- **Reading passage**
((

Re: [PD] pd, openCV, pointers and indirection.

2009-10-05 Thread Loic Kessous
thanks Mathieu, it is still not clear for me what make things faster  
in one case or another but it helps.

loic
PS: what do you call Martin's strings ?

On 3 oct. 09, at 23:22, Mathieu Bouchard wrote:


On Sat, 3 Oct 2009, Loic Kessous wrote:

I understand your point of view, but I am more interested buy the  
approach than the implementation itself. I mean passing a pointer  
and not the image itself.


Passing the image itself is largely a myth anyway.

At a first level, Pd doesn't always pass $1, $2, $3, etc., as  
separate arguments in C: it often passes the pointer to the list  
(under the name argv). This is what always happens for running  
list-methods and anything-methods, as well as when sending list- 
messages and anything-messages (pd automatically converts argv to  
non-argv and non-argv to argv whenever needed).


At a second level, not much large data is passed as pd arglists:  
some notable exceptions can happen in [pix_data], [pix_set],  
[#to_list], [#import], [pix_convolve]'s config, Martin's strings,  
etc.; plugins such as Gem and GridFlow use a second level of  
pointers to avoid Pd's argv. This is mostly for this reason: because  
Pd's argv is limited to being a t_atom array, which is usually too  
big and inefficient for tightly-formatted data, spending 8 or 16  
bytes on storing a 4-byte float when you just want to store a single- 
byte int, for example.

))

- **Dataset**

((

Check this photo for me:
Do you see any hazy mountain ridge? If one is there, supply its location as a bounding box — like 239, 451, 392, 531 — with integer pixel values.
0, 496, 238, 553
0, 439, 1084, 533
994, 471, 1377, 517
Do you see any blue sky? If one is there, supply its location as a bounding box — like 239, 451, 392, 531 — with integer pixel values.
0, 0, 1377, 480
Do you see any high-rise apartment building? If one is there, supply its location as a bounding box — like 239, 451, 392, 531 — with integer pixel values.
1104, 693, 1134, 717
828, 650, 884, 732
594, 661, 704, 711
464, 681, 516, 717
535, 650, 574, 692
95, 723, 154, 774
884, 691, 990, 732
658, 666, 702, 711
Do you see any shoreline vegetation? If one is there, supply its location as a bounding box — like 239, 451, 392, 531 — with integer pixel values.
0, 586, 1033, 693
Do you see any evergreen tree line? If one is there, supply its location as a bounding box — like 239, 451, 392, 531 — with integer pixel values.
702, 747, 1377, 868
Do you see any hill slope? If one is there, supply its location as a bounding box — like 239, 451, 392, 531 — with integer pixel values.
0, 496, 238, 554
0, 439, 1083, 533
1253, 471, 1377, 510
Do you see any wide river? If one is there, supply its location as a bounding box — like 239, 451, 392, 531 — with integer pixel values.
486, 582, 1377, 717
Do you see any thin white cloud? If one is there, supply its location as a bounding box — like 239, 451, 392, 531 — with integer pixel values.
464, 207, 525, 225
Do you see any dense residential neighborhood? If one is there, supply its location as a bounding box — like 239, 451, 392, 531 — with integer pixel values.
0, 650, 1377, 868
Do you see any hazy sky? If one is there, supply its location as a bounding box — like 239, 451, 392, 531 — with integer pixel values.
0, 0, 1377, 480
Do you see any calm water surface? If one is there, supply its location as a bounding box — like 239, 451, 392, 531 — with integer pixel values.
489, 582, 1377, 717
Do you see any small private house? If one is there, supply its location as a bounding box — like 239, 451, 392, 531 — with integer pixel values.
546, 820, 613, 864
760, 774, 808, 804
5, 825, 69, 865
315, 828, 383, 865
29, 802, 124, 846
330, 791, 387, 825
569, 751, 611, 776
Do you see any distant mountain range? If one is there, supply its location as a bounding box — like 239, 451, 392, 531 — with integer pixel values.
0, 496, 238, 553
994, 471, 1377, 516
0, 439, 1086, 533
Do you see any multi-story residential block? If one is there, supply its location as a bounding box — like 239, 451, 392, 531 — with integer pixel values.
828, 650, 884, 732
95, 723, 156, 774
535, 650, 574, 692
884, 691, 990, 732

))

- **What to work on**
1: In the Pd thread:
(a) Whom does Loic Kessous thank at the start of his reply?
(b) Under what name does Pd often pass the pointer to the list?
(c) Which two plugins use a second level of pointers to avoid Pd's argv?
2: How would you render this sentence from the Pd thread in Spanish: "Passing the image itself is largely a myth anyway."
Answer from the Pd thread alone, without using the items.

- **Answers provided**
1:
(a) Mathieu
(b) argv
(c) Gem and GridFlow

2: De todos modos, pasar la imagen en sí es en gran parte un mito.